### EXCERPT
↓↓↓
15. Do Not Measure Your Progress By Your Weight on the Scale
Why I say this: Weight is a terrible indicator of body composition. Your weight is simply a number that tells you how much the combined tissues in your body weigh – but it doesn’t tell you the far more important thing, which is what those tissues are actually composed of.
Muscle and fat are very different creatures in your body. A pound of fat and a pound of muscle weigh exactly the same thing, but they take up very different amounts of space in your body (see above picture in #4).
So if you are adding muscle to your body because you’re following a consistent exercise program and eating in a way that supports that muscle and burns fat, you’re going to be gaining a little lean muscle and burning body fat.
This is what you were after in the first place, but what we sometimes forget is that this awesome change our body is going through doesn’t mean we’re going to suddenly lose 20-30lbs in 2-3 weeks.
What usually happens is that you’ll initially lose weight your body was holding onto from inflammation created from the junk in your diet, and then you’ll experience a more gradual weight reduction over the coming weeks as you stick to your healthy eating plan.
This is the healthiest and most sustainable way to change your body. When you combine that approach with an exercise program like the ones I create, you accelerate your results massively.
The mistakes I see people make are the following:
- 1. Getting discouraged because they feel they aren’t losing enough weight
- 2. Getting discouraged because they are comparing their body/result to other people’s – who they don’t actually know the health history, full story (like what happens 2-3 weeks after a rapid weight loss from taking diet pills or crash dieting)
↑↑↑
### DATA
↓↓↓
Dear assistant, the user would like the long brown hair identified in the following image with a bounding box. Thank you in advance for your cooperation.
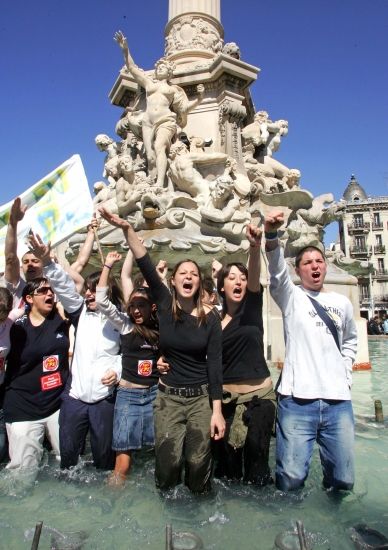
↑↑↑
### EXERCISE SET
A) Using the excerpt, explain why it calls weight on the scale a poor way to measure progress.
B) Repeat the excerpt's wording between "Muscle and fat" and "burning body fat.", inclusive.
C) According to the excerpt, what weight do people usually lose first when they follow a healthy eating plan?

### SOLVED PROBLEMS
A) Weight only tells how much the body's combined tissues weigh, not what those tissues are composed of. Muscle and fat weigh the same pound for pound, but they take up very different amounts of space in the body.

B)
Muscle and fat are very different creatures in your body. A pound of fat and a pound of muscle weigh exactly the same thing, but they take up very different amounts of space in your body (see above picture in #4).
So if you are adding muscle to your body because you’re following a consistent exercise program and eating in a way that supports that muscle and burns fat, you’re going to be gaining a little lean muscle and burning body fat.

C) They first lose weight the body was holding onto from inflammation created by the junk in their diet.